→ **EXCERPTED PASSAGE**:
Simple linear regression Flashcards
What is the equation for simple linear regression?
Y = b0 + b1X - e
What is b0?
The intercept
- the point at which the regression line crosses the Y axis
- The value of Yi when X = 0
(labelled as the constant in SPSS)
What is b1?
The slope/gradient
- a measure of how much Y changes as X changes
- regardless of sign (pos/neg), the larger the value of b1, the steeper the slope
What is e?
Residual/prediction error
- difference between observed value of outcome variable and what the model predicts (e=Yobs - Ypred)
- represents how wrong we are in making the prediction for the particular case
What is the equation for Ypred?
Ypred = b0 + b1X
What is a regression line?
Line of best fit - line that best represents the data and minimises residuals
What is a prediction?
Best guess at Y given X
X doesn’t have to cause Y or come before Y in time
What values show how well the model fits the observed data? (goodness of fit)
R2
F-ratio
What does the model refer to?
The regression line
What values show how the variables relate to each other?
The Intercept
Beta values (slope)
What is residual sum of squares? (SSR)
Square residuals and then add them up - a gauge of how well the model (line) fits the data: The smaller SSR, the better the fit
- can also be error variance - hoe much error there is in the model
(Residual/error variance)
What is the equation for total sum of squares (SST)?
SSTotal = SSModel + SSResidual
What is the model sum of squares (SSM)?
Sum of squared differences between Ypred and sample mean - represents improvement from baseline model to regression model
(Model variance)
In any regression model, what is the overall variation of the outcome variable (Y) due to?
- Model/regression - how much variance in the observed Y the predicted values explain. This variance would be measured by the deviations of the predicted values from the sample mean, Y̅.
- Error/residual - how much variance is left over in observed Y after we accounted for the predicted values - measured by deviations of observed values from predicted values
What is the Total sum of squares (SST)?
Total variance in outcome variable - partitioned into model variance and residual/error variance
What is the equation for R2?

→ **GIVEN REQUEST A**:
Output the passage of the regression flashcards from "Residual/prediction error" to "(goodness of fit)", copying it exactly.
The flashcard text and the records that follow it are separate material.

→ **AVAILABLE DATA**:
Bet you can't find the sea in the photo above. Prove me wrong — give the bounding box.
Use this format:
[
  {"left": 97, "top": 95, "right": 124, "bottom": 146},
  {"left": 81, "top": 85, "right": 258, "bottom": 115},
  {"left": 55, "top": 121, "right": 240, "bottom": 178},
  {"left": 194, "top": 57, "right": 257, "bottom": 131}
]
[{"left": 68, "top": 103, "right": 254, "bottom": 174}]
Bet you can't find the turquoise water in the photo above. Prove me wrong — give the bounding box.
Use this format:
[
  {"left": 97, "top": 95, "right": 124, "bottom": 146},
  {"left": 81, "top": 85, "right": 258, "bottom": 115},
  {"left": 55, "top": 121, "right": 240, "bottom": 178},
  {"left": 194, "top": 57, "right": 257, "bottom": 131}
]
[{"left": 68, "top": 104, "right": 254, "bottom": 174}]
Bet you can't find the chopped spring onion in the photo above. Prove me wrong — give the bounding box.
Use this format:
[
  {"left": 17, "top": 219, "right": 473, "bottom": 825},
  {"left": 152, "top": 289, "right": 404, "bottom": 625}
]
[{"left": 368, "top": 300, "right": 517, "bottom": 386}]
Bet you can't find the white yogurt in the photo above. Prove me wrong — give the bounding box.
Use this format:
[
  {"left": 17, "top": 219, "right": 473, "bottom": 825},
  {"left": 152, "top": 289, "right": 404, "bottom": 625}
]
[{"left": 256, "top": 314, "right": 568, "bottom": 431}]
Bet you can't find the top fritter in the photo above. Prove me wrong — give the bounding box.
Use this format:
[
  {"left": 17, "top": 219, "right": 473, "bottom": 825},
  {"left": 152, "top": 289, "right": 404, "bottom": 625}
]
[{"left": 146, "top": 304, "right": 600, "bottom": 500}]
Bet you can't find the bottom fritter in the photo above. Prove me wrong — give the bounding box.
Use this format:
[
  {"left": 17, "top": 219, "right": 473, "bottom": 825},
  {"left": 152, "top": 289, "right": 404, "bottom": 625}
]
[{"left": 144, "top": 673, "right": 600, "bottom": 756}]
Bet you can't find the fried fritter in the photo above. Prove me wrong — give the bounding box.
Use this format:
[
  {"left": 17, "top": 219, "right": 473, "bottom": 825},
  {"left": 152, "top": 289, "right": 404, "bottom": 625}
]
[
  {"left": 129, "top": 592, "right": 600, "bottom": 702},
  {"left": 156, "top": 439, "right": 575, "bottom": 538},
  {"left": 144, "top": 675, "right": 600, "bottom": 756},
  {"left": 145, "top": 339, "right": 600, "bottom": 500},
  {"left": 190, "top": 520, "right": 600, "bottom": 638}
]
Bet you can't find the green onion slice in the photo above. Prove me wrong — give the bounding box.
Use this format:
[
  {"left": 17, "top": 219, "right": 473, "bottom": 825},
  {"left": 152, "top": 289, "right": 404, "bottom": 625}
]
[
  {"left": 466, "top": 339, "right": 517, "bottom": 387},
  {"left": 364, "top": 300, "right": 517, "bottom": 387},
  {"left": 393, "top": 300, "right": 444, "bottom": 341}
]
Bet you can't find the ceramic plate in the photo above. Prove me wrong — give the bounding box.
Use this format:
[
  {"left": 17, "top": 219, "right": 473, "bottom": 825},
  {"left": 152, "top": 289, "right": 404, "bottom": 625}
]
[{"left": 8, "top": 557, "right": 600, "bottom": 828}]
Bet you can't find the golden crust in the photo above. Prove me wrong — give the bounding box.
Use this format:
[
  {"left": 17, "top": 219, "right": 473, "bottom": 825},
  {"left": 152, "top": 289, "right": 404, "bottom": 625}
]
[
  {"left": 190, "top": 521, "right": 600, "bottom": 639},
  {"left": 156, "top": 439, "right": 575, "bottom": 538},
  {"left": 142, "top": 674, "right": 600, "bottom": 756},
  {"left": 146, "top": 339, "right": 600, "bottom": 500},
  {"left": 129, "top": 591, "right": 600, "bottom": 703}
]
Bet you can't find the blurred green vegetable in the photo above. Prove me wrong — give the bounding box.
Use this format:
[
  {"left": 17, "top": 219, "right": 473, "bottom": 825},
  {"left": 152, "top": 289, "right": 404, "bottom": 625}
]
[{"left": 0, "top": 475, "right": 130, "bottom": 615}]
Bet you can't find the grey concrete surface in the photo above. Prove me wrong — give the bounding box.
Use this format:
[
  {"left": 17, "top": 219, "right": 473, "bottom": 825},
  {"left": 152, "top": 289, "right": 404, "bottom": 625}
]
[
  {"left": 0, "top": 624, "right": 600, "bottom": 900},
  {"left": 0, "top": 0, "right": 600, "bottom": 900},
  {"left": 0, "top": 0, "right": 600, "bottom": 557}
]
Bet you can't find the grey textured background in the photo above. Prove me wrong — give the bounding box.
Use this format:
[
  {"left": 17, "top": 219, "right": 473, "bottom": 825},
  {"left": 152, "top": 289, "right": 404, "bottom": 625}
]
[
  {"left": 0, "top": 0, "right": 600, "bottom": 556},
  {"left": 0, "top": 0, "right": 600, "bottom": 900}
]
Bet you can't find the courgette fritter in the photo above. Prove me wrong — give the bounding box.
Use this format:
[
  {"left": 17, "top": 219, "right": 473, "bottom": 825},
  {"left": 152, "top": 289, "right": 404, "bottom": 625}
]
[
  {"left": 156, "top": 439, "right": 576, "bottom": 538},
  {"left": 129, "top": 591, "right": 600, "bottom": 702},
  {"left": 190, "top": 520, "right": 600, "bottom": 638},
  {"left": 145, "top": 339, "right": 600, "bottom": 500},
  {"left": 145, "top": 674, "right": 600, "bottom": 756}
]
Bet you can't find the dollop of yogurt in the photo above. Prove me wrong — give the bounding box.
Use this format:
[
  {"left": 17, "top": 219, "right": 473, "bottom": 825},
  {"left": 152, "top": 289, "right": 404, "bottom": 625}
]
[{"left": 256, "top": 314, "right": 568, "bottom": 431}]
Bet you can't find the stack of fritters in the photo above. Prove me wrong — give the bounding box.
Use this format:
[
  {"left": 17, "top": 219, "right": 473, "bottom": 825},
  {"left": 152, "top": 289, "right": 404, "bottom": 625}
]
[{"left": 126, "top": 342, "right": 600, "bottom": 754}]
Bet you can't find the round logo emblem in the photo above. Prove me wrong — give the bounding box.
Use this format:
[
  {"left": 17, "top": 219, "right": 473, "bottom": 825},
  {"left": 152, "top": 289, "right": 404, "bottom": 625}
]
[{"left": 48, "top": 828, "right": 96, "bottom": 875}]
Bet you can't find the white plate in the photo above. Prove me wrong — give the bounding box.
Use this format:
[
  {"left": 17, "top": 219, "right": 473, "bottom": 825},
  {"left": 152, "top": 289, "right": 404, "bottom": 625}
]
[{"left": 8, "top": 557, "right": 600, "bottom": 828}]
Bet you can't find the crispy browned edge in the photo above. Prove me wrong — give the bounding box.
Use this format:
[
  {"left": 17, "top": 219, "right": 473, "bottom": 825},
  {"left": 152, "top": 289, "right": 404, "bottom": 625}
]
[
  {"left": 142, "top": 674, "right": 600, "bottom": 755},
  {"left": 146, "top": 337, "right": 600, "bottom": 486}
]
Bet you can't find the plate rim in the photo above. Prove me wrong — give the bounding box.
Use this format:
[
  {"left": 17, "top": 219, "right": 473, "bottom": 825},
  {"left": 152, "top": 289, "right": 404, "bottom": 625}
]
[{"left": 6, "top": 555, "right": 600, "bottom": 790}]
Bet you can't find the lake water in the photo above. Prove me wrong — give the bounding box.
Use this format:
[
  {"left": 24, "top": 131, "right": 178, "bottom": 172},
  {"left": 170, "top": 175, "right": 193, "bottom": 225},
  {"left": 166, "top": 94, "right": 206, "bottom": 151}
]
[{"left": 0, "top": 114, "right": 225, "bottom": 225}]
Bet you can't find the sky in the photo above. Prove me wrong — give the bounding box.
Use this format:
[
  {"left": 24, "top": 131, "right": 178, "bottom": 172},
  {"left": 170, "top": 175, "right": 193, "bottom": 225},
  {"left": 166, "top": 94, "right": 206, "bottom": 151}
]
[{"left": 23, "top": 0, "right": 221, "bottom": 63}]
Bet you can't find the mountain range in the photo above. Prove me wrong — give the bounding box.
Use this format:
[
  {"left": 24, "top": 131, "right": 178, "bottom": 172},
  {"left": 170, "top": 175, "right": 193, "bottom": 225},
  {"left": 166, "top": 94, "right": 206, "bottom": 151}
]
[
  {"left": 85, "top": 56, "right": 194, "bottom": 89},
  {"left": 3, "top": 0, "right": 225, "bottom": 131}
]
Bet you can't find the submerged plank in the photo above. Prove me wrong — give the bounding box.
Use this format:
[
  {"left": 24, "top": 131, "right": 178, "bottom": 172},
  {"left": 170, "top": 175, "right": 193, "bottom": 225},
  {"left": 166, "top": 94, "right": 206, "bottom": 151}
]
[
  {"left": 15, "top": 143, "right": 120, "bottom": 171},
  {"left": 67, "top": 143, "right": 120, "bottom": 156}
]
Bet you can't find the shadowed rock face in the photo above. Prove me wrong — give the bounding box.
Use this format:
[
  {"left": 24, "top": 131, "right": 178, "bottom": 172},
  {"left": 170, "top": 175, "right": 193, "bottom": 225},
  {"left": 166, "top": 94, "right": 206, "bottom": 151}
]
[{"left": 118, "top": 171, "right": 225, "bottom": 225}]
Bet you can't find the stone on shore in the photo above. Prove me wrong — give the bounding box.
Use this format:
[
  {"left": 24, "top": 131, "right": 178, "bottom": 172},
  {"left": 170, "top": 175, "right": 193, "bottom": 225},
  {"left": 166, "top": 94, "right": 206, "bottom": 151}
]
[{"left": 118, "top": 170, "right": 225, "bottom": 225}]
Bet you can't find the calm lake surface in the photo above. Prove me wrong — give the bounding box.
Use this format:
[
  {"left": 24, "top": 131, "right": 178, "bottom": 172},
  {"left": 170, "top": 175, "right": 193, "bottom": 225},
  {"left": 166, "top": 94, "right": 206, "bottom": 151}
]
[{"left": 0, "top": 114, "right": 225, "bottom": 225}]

→ **GIVEN REQUEST B**:
Rename "Prove me wrong" to "Show me otherwise" in the records from the line with "Bet you can't find the stone" through the end of the records, and give those lines again with everything else unchanged.

→ **FULL OUTPUT A**:
Residual/prediction error
- difference between observed value of outcome variable and what the model predicts (e=Yobs - Ypred)
- represents how wrong we are in making the prediction for the particular case
What is the equation for Ypred?
Ypred = b0 + b1X
What is a regression line?
Line of best fit - line that best represents the data and minimises residuals
What is a prediction?
Best guess at Y given X
X doesn’t have to cause Y or come before Y in time
What values show how well the model fits the observed data? (goodness of fit)

→ **FULL OUTPUT B**:
Bet you can't find the stone on shore in the photo above. Show me otherwise — give the bounding box.
Use this format:
[
  {"left": 24, "top": 131, "right": 178, "bottom": 172},
  {"left": 170, "top": 175, "right": 193, "bottom": 225},
  {"left": 166, "top": 94, "right": 206, "bottom": 151}
]
[{"left": 118, "top": 170, "right": 225, "bottom": 225}]
Bet you can't find the calm lake surface in the photo above. Show me otherwise — give the bounding box.
Use this format:
[
  {"left": 24, "top": 131, "right": 178, "bottom": 172},
  {"left": 170, "top": 175, "right": 193, "bottom": 225},
  {"left": 166, "top": 94, "right": 206, "bottom": 151}
]
[{"left": 0, "top": 114, "right": 225, "bottom": 225}]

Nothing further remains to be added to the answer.